[Opening Data under study section]
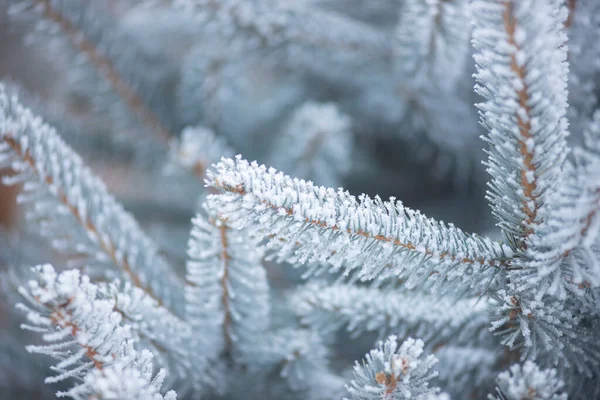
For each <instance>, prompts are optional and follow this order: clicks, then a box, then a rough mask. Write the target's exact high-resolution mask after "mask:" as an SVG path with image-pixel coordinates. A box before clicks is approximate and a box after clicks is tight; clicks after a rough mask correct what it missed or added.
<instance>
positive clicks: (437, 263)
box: [207, 156, 511, 287]
mask: <svg viewBox="0 0 600 400" xmlns="http://www.w3.org/2000/svg"><path fill="white" fill-rule="evenodd" d="M207 182H208V184H209V185H210V186H213V187H215V188H216V189H219V190H220V191H222V192H223V194H220V195H213V196H210V197H209V199H208V202H209V204H210V206H211V208H213V209H218V210H220V211H221V213H222V214H223V216H225V217H226V218H230V219H231V220H232V224H234V225H235V226H237V227H246V226H247V227H249V228H251V229H252V230H253V231H256V232H257V233H258V234H259V235H261V236H263V237H264V236H268V237H271V239H270V240H269V246H270V247H271V248H272V249H274V250H275V251H278V252H279V253H280V254H282V255H283V254H286V255H288V257H286V259H287V260H288V261H291V262H299V263H306V262H314V261H323V262H328V263H330V264H332V265H333V266H335V267H336V268H340V267H343V268H345V269H346V270H347V271H351V270H354V269H356V270H357V271H358V272H357V273H358V274H359V276H360V277H361V278H363V279H366V280H369V279H374V278H376V277H377V276H379V275H382V274H385V275H387V276H389V275H397V276H399V277H400V278H403V279H407V282H406V284H407V286H409V287H414V286H416V285H418V284H422V283H424V282H425V281H427V280H428V278H430V277H431V276H433V278H432V279H430V280H431V281H437V282H438V283H440V282H444V281H453V282H456V283H458V284H460V282H466V283H467V284H475V283H482V282H483V283H484V284H487V283H489V281H490V280H491V279H493V275H494V273H495V272H496V271H497V270H498V269H501V268H503V266H505V265H506V259H507V258H508V257H510V255H511V251H510V249H508V248H507V247H506V246H504V245H503V244H501V243H495V242H492V241H491V240H488V239H484V238H480V237H478V236H476V235H469V234H466V233H464V232H462V231H461V230H460V229H458V228H456V227H455V226H454V225H445V224H443V223H440V222H437V221H434V220H431V219H428V218H427V217H425V216H424V215H422V214H420V213H419V212H416V211H413V210H411V209H409V208H406V207H404V206H403V205H402V203H401V202H398V201H396V200H395V199H393V198H392V199H390V201H387V202H384V201H382V200H381V199H380V198H378V197H376V198H375V199H371V198H369V197H368V196H366V195H362V196H361V197H360V198H359V199H358V200H357V199H356V197H354V196H351V195H350V194H349V193H348V192H344V191H343V189H339V190H338V191H335V190H334V189H327V188H325V187H318V186H314V185H313V184H312V183H311V182H305V181H303V180H298V179H293V178H291V177H289V176H285V175H283V173H281V172H277V171H276V170H275V169H272V168H271V169H267V168H266V167H265V166H259V165H258V164H257V163H256V162H253V163H249V162H248V161H246V160H243V159H242V158H241V157H239V156H238V157H236V159H235V160H231V159H223V160H222V161H221V162H219V163H218V164H217V165H216V167H215V171H209V173H208V179H207ZM297 241H300V243H301V244H300V245H296V243H297ZM294 246H295V248H294V251H291V252H290V247H294ZM388 271H389V272H388Z"/></svg>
[Closing Data under study section]
I would like the material above returned exactly as it stands, without its pictures.

**Written solution**
For each <instance>, prompts are optional and follow this order: clicks, then a box, then a rough mask. Write the target's exact high-resolution mask after "mask:" as an SVG path with image-pixel coordinates. A box before clicks is approximate and a box after clicks is tight; clicks after a rough mask correct what it missed or added.
<instance>
positive clicks: (437, 263)
box: [207, 156, 511, 287]
mask: <svg viewBox="0 0 600 400" xmlns="http://www.w3.org/2000/svg"><path fill="white" fill-rule="evenodd" d="M207 182H208V184H209V185H210V186H213V187H215V188H216V189H219V190H220V191H222V192H223V194H220V195H213V196H210V197H209V199H208V202H209V204H210V206H211V208H213V209H218V210H220V211H221V213H222V214H223V216H225V217H226V218H230V219H231V220H232V224H234V225H235V226H237V227H246V226H247V227H249V228H251V229H252V230H253V231H256V232H257V233H258V234H259V235H261V236H263V237H264V236H268V237H271V239H270V240H269V246H270V247H271V248H272V249H274V250H275V251H278V252H279V253H280V254H282V255H283V254H286V255H288V257H286V259H287V260H288V261H291V262H299V263H306V262H314V261H323V262H328V263H330V264H332V265H333V266H335V267H336V268H340V267H343V268H345V269H346V270H347V271H351V270H354V269H356V270H357V271H358V272H357V273H358V274H359V276H360V277H361V278H363V279H366V280H369V279H374V278H376V277H377V276H379V275H382V274H385V275H387V276H389V275H397V276H399V277H400V278H403V279H407V282H406V284H407V286H409V287H414V286H416V285H418V284H422V283H424V282H425V281H427V280H428V278H430V277H431V276H433V278H432V279H430V280H431V281H437V282H438V283H440V282H444V281H453V282H456V283H458V284H460V282H466V283H467V284H475V283H482V282H483V283H484V284H487V283H489V281H490V280H491V279H493V275H494V273H495V272H496V271H497V270H498V269H501V268H503V266H505V265H506V259H507V258H508V257H510V255H511V251H510V249H508V248H507V247H506V246H504V245H503V244H501V243H495V242H492V241H491V240H488V239H484V238H480V237H478V236H476V235H469V234H466V233H464V232H462V231H461V230H460V229H458V228H456V227H455V226H454V225H445V224H443V223H440V222H437V221H434V220H431V219H428V218H427V217H425V216H424V215H422V214H420V213H419V212H416V211H413V210H411V209H409V208H406V207H404V206H403V205H402V203H401V202H398V201H396V200H395V199H393V198H392V199H390V201H387V202H384V201H382V200H381V199H380V198H378V197H376V198H375V199H371V198H369V197H368V196H366V195H362V196H361V197H360V198H359V199H358V200H357V199H356V197H354V196H351V195H350V194H349V193H348V192H344V191H343V189H339V190H338V191H335V190H334V189H327V188H325V187H318V186H314V185H313V184H312V183H311V182H305V181H303V180H298V179H293V178H291V177H289V176H285V175H283V173H281V172H277V171H276V170H275V169H272V168H271V169H267V168H266V167H265V166H259V165H258V164H257V163H256V162H253V163H249V162H248V161H246V160H243V159H242V158H241V157H239V156H238V157H236V159H235V160H231V159H223V160H222V161H221V162H219V163H218V164H217V165H216V167H215V171H209V173H208V179H207ZM297 241H300V243H301V244H300V245H296V243H297ZM294 246H295V248H294V251H291V252H290V247H294ZM388 271H389V272H388Z"/></svg>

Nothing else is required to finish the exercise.